---------- Task input

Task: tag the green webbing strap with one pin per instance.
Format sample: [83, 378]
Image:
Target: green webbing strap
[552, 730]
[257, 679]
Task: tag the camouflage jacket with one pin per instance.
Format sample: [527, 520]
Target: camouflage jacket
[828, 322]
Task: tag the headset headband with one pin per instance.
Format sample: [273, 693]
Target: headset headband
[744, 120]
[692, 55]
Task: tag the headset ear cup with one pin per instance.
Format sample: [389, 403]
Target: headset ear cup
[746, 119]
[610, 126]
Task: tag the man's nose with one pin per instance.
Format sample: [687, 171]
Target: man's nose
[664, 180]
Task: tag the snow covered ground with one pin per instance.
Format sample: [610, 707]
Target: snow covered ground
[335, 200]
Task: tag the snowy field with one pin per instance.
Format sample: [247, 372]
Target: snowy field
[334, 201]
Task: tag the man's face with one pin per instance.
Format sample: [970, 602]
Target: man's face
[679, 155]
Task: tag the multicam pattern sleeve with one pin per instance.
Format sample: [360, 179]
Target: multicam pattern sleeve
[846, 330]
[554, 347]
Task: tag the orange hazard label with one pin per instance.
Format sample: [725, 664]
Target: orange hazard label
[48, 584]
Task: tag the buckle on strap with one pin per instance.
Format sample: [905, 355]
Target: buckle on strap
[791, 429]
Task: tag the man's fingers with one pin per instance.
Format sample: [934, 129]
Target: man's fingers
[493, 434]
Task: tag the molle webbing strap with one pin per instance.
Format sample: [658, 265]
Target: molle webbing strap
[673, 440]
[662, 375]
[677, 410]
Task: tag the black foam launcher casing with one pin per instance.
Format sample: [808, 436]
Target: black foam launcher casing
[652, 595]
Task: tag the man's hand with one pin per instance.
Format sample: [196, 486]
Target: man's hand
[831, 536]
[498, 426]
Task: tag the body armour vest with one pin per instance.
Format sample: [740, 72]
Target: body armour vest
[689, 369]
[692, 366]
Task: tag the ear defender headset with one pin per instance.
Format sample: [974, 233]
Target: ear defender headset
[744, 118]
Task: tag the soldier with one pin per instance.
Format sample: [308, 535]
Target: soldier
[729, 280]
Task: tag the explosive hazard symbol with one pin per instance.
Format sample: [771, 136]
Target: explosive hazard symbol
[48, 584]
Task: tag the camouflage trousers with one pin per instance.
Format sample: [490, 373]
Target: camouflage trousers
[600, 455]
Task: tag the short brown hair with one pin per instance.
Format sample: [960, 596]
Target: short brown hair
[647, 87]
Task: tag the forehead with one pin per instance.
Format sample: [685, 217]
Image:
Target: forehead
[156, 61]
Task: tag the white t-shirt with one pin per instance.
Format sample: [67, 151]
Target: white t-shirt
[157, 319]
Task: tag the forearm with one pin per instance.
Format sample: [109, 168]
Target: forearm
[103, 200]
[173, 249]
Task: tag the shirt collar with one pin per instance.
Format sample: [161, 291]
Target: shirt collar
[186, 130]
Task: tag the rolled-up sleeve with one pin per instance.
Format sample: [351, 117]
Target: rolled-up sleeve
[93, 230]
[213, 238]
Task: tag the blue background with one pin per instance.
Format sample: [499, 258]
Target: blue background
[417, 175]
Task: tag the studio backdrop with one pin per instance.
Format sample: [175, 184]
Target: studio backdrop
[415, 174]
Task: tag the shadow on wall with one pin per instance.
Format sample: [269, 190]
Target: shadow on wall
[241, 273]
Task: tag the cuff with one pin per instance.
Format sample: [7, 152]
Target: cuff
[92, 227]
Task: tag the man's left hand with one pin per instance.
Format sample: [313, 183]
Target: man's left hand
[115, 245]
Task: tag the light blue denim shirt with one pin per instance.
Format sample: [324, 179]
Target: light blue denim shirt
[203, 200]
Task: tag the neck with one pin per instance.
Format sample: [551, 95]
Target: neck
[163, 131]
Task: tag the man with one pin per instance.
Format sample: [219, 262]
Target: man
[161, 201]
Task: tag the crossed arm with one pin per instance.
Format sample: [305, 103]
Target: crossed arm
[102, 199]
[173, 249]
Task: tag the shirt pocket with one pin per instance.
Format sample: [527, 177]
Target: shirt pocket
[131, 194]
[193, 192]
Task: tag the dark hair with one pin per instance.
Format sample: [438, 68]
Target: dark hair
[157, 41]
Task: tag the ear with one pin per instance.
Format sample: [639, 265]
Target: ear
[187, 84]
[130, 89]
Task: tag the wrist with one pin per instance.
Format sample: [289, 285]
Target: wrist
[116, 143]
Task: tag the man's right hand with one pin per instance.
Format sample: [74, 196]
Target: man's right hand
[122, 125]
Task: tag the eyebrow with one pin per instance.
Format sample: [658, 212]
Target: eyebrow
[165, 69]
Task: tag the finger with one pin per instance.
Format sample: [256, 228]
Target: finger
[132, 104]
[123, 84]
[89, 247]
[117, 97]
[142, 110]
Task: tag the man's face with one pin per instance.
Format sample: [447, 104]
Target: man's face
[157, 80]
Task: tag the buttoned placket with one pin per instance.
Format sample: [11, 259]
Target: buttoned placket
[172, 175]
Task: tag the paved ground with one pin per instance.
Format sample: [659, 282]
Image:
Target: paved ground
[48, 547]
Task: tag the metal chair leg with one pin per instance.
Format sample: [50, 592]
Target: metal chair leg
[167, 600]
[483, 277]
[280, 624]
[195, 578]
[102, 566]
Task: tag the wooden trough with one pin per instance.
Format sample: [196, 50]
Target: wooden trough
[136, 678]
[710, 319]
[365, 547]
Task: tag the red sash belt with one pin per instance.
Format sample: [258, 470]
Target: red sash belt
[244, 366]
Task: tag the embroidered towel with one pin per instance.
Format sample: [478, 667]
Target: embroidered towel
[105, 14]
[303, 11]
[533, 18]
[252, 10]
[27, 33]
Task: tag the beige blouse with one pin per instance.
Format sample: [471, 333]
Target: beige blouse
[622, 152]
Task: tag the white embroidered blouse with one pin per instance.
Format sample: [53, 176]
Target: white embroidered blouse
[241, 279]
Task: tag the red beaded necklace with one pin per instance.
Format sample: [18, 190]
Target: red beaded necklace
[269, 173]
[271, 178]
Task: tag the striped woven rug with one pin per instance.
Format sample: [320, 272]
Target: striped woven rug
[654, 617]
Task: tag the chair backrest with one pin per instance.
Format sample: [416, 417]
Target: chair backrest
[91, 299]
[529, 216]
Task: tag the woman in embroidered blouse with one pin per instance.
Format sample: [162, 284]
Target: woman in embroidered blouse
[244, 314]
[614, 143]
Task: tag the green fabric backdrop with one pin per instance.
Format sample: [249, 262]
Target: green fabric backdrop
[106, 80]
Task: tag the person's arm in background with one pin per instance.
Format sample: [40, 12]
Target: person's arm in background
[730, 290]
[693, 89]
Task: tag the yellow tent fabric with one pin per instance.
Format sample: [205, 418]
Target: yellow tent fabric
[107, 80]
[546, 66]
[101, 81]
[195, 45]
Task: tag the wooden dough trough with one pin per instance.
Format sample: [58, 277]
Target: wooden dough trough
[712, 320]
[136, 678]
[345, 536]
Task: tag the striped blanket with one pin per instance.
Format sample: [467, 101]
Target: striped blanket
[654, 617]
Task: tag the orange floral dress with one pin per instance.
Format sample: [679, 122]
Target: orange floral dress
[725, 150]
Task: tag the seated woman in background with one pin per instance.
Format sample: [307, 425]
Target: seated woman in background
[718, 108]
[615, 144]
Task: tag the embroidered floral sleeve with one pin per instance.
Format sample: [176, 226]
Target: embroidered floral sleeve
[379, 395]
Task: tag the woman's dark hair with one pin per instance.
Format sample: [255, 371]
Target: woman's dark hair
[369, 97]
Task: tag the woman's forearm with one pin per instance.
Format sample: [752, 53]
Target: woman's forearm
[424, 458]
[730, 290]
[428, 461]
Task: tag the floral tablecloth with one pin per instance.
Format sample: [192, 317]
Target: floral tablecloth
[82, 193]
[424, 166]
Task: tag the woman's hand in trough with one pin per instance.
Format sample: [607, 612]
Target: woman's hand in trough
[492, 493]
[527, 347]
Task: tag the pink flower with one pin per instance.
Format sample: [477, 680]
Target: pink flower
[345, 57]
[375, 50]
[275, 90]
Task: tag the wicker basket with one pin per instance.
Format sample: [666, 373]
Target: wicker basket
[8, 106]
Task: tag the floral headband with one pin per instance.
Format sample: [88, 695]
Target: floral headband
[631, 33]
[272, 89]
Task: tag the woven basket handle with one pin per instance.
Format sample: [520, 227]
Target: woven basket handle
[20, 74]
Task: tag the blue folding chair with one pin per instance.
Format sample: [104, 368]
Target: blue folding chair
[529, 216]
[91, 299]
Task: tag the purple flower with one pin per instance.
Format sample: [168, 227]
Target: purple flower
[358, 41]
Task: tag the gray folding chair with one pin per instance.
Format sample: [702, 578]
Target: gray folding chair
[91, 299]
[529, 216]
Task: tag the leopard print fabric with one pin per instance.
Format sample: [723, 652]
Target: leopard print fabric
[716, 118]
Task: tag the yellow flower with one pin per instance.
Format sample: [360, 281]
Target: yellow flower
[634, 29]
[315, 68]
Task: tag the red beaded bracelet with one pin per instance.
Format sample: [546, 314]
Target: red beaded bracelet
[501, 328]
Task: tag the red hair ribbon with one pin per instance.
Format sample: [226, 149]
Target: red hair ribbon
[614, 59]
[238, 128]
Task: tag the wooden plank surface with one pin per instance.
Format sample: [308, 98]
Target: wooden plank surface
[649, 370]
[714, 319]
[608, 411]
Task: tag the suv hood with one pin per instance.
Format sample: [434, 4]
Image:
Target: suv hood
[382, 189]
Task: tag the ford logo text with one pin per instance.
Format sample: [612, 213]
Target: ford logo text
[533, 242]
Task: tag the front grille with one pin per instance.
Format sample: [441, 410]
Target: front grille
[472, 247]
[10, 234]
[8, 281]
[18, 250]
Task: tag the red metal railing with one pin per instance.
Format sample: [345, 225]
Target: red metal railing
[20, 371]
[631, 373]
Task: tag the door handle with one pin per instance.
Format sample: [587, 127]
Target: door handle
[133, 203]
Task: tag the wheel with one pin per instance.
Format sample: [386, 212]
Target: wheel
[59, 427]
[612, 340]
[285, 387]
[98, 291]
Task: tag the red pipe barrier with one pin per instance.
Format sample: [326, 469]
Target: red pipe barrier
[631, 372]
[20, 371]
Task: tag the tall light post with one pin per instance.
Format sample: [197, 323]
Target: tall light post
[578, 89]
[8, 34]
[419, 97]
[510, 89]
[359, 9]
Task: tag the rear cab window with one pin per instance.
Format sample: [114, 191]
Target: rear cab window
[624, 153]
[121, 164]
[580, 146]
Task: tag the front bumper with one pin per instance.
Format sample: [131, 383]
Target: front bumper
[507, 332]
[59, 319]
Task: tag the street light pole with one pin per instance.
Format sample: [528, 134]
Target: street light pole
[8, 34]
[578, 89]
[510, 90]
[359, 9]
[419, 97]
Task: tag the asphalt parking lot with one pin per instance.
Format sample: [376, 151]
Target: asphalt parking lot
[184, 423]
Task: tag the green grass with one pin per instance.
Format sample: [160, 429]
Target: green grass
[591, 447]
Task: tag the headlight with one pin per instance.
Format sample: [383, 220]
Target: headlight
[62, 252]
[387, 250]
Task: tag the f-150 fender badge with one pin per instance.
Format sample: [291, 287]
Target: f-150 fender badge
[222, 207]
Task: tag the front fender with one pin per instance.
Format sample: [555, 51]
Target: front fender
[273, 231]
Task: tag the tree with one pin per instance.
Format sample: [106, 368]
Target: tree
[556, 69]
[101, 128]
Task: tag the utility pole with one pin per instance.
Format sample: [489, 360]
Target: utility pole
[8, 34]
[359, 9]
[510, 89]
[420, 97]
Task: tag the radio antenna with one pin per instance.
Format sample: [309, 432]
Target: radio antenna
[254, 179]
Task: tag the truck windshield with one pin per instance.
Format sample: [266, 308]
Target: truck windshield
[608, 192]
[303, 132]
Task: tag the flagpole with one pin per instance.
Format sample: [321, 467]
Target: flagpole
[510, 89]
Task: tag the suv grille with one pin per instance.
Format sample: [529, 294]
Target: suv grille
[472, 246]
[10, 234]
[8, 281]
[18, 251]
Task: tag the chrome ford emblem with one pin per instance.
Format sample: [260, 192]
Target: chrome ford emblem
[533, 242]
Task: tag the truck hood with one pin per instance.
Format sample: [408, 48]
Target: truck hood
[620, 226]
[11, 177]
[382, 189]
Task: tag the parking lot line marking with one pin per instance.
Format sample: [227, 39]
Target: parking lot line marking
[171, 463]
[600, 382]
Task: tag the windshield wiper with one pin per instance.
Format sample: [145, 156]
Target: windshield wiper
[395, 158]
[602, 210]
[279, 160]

--------------------

=== Task prompt ===
Give the lines from the one containing "Task: tag the windshield" through the end of the items as a JSON list of strings, one string per line, leaving out any blank lines.

=== Response to this task ===
[
  "Task: tag the windshield wiper with one pin per instance.",
  "Format sample: [145, 156]",
  "Target: windshield wiper",
  "[395, 158]",
  "[602, 210]",
  "[279, 160]"
]